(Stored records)
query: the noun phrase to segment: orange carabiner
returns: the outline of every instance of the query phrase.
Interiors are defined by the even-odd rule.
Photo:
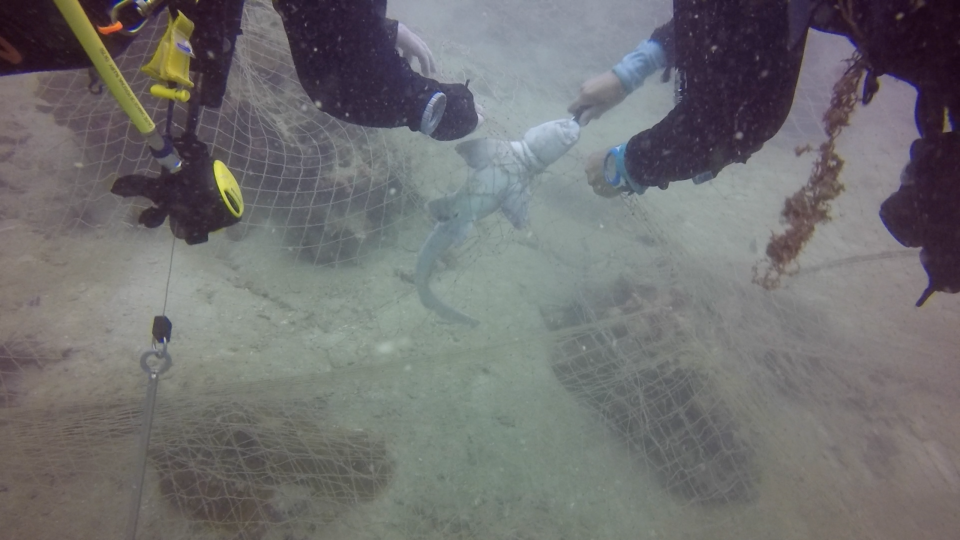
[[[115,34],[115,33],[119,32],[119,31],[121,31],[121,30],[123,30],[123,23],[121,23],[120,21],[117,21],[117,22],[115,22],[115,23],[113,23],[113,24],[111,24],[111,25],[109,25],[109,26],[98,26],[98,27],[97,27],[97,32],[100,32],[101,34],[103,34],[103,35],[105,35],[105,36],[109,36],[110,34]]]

---

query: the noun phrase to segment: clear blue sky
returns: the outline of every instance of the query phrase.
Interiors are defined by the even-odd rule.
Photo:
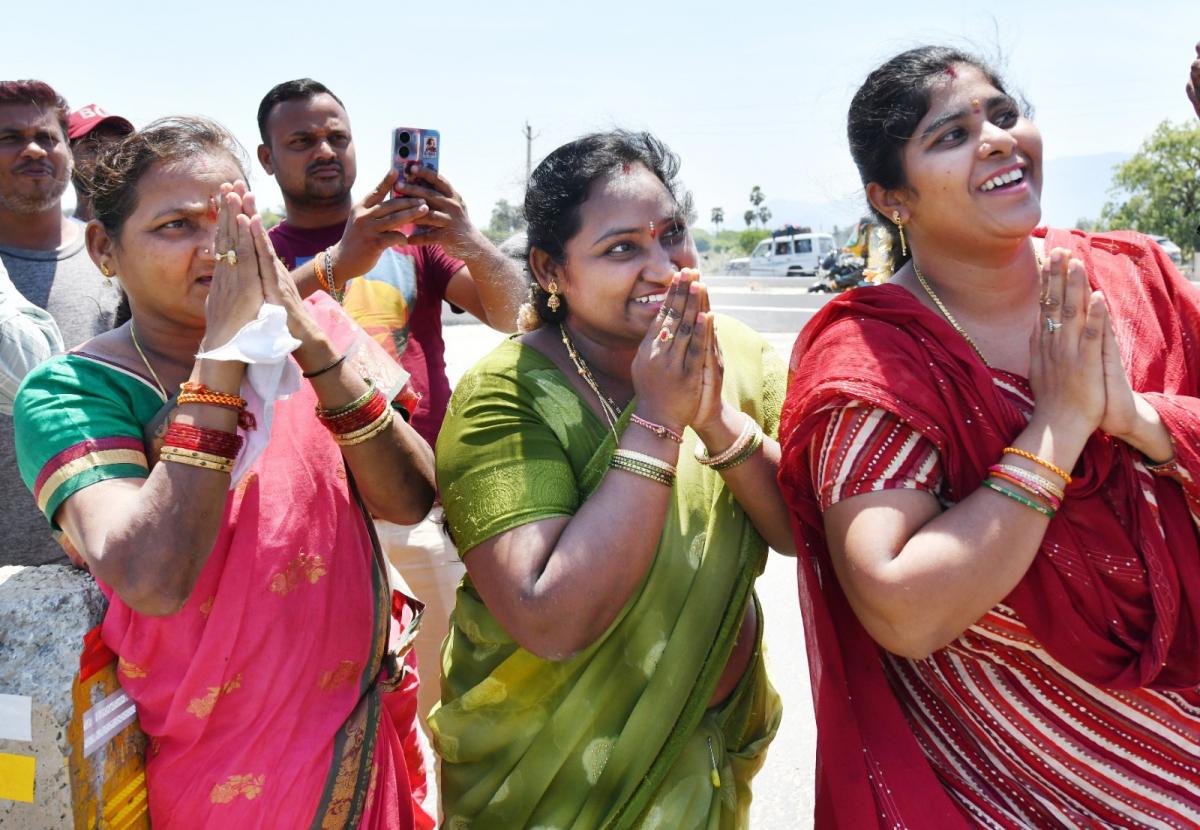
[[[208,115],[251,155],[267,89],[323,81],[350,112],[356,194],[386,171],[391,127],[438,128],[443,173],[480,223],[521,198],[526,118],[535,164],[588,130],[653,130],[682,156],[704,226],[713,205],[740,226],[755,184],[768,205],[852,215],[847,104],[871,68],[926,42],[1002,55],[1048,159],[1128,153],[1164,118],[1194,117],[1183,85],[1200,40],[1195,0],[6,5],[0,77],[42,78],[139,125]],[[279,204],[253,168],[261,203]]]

--

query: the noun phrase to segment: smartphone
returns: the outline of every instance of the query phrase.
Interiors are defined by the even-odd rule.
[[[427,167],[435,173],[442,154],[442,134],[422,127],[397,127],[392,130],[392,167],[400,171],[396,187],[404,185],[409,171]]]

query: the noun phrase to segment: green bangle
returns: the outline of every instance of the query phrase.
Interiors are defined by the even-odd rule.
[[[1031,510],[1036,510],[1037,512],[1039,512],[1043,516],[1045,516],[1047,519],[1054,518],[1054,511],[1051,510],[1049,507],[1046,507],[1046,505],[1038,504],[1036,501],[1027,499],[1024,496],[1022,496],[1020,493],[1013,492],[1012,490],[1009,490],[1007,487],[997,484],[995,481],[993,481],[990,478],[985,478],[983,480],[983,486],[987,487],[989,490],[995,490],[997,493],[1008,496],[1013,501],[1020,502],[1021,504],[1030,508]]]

■ **Task brief**:
Among the records above, determine how many lines contain "segment", then report the number only.

■ **Result below**:
4